» Problem to work on
Change "orange fruit" to "ripe orange" in the lines below and leave everything else unchanged.

» Dataset records
┄┄┄┄┄┄┄┄┄┄┄┄┄┄┄┄┄┄┄┄
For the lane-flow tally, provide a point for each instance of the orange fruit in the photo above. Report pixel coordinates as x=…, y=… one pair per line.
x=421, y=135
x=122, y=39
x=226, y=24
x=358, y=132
┄┄┄┄┄┄┄┄┄┄┄┄┄┄┄┄┄┄┄┄
» Result
For the lane-flow tally, provide a point for each instance of the ripe orange in the photo above. Report pixel coordinates as x=…, y=… one pair per line.
x=421, y=135
x=122, y=39
x=226, y=24
x=358, y=132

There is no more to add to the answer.